Problem = Copy each line of the following data that contains "door".

Extracted records:
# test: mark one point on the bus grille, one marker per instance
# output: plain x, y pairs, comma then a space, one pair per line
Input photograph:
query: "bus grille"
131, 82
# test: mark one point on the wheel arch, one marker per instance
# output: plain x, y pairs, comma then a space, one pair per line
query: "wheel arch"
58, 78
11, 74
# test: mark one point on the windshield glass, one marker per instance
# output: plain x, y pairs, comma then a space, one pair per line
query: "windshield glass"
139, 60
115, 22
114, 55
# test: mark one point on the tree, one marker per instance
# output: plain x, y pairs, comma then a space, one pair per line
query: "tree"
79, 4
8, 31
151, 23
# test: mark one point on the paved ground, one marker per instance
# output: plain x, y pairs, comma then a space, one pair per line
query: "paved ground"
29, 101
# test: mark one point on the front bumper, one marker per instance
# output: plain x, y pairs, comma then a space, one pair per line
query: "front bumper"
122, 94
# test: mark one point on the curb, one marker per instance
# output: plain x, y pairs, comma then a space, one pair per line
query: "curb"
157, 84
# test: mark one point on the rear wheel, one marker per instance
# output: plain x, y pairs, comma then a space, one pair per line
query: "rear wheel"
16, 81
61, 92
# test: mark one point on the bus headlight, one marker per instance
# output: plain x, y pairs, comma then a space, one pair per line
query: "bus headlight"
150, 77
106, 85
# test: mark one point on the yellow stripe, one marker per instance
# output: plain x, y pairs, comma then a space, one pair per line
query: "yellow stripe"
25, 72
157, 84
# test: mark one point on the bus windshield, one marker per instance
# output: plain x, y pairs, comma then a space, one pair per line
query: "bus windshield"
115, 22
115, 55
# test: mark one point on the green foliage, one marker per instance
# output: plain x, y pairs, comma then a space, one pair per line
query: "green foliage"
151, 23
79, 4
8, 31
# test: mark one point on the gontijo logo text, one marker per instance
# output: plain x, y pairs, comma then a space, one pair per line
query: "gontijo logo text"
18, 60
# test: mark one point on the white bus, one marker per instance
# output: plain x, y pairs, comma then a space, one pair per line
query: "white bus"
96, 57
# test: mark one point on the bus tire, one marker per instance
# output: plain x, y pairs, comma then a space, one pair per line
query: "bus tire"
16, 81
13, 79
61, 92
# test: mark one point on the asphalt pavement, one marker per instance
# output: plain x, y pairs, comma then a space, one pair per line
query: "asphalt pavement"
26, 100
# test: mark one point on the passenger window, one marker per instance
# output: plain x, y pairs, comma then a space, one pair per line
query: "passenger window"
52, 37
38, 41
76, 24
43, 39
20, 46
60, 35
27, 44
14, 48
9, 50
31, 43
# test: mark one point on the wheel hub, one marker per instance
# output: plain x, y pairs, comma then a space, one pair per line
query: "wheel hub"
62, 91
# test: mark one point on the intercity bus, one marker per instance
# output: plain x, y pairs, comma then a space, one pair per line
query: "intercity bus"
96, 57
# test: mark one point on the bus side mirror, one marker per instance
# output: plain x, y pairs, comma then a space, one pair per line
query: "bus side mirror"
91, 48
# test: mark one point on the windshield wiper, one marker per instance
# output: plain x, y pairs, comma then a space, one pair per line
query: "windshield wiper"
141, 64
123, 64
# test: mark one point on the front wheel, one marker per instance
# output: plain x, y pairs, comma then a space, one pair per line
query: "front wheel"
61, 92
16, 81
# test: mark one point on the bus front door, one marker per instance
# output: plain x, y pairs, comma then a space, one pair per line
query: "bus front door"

Completed task =
# test: mark one point on the bus front door, one marker per instance
query: "bus front door"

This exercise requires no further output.